---------- PAGE EXCERPT
Song by the Byrds

from the album Mr. Tambourine Man
- Released: June 21, 1965
- Recorded: April 22, 1965
- Studio: Columbia, Hollywood, California
- Genre: Folk rock
- Length: 2:38
- Label: Columbia
- Songwriter(s): Gene Clark
- Producer(s): Terry Melcher

= Here Without You (The Byrds song) =

"Here Without You" is a song written by Gene Clark that was first performed on the Byrds' 1965 debut album Mr. Tambourine Man. It was later covered by other artists, including Reigning Sound and Richard Thompson.

==Lyrics and music==
"Here Without You" is one of the earliest original songs written by one of the Byrds, dating back to 1964 when the band was known as the Jet Set. It was recorded at Columbia Studios in Hollywood, CA on April 22, 1965, in the last recording session for the Mr. Tambourine Man album. It is a mid-tempo ballad which uses minor key harmonies to create a melancholy mood. AllMusic critic Matthew Greenwald suggests that the melody was inspired by The Beatles. Author James Perone notes resemblances between the vocal harmonies of "Here Without You" and those of some songs of Chad and Jeremy and the Searchers. The lyrics express the singer's loneliness. Music critic Johnny Rogan sees a resemblance between the theme of "Here Without You" and that of Hal David's "(There's) Always Something There to Remind Me", in that both songs describe the singer going through a city in which everything reminds him of a relationship that has ended. In lines such as "Streets that I walk on depress me / Ones that were happy when I was with you", Clark uses imagery to express his experiences of Los Angeles in the mid-1960s. The song provides a little bit of hope for the singer in the lines "I know it won't last / I'll see you someday." Will Levith of Ultimate Classic Rock notes that the melody combines major and minor keys and that the lyrics are both "dark and complex."
--------------------
**EXERCISE INSTRUCTIONS**
In the song article, turn the paragraph that opens "'Here Without You' is one of the earliest original songs" into a short bulleted list that keeps its main facts. Work only from the text above.
---------- EXERCISE DATA
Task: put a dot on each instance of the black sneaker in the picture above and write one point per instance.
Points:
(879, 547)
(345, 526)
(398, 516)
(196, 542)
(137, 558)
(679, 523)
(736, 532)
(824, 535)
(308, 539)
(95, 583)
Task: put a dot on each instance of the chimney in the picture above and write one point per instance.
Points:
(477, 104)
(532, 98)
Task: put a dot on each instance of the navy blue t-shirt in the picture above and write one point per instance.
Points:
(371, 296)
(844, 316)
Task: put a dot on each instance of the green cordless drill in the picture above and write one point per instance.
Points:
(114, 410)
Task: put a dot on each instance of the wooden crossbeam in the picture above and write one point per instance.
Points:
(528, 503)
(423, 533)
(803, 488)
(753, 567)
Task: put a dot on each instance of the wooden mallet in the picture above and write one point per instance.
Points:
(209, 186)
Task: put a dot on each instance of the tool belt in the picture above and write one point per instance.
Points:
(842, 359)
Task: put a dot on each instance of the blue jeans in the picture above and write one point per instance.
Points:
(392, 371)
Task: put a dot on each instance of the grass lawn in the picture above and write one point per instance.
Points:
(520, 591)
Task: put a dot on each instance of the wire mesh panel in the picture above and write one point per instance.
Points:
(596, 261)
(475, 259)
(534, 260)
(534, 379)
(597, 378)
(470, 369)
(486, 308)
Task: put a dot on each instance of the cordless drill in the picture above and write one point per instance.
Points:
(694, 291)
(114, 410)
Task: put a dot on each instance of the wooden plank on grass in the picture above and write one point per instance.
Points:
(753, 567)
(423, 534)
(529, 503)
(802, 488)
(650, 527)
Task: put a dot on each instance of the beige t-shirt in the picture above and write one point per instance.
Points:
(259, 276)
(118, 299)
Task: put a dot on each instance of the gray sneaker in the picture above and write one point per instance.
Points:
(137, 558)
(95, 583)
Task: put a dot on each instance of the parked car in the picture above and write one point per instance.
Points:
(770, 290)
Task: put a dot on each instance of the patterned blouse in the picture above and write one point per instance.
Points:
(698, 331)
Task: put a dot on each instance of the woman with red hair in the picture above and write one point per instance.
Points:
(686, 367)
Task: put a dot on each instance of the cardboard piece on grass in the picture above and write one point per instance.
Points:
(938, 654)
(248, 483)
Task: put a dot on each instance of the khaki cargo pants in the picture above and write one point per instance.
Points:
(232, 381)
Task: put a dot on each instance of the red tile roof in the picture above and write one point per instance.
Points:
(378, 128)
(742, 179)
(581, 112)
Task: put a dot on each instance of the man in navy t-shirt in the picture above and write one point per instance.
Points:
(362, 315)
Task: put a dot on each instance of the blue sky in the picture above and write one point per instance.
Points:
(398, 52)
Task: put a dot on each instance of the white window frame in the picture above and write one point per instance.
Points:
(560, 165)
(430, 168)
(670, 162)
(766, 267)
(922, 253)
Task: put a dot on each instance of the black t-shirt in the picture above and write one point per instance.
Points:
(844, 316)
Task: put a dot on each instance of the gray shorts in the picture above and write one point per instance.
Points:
--------------------
**TASK OUTPUT**
- One of the earliest original songs by a Byrds member, dating to 1964, when the band was called the Jet Set.
- Recorded April 22, 1965, at Columbia Studios in Hollywood, CA, in the last session for Mr. Tambourine Man.
- A mid-tempo ballad using minor key harmonies for a melancholy mood.
- Matthew Greenwald of AllMusic suggests the melody was inspired by The Beatles.
- James Perone hears vocal harmonies like those of some Chad and Jeremy and Searchers songs.
- The lyrics express the singer's loneliness.
- Johnny Rogan compares its theme to Hal David's "(There's) Always Something There to Remind Me": in both, the singer goes through a city where everything recalls an ended relationship.
- Clark's imagery reflects his experiences of mid-1960s Los Angeles.
- The lines "I know it won't last / I'll see you someday" give the singer a little hope.
- Will Levith of Ultimate Classic Rock notes the melody mixes major and minor keys and calls the lyrics "dark and complex."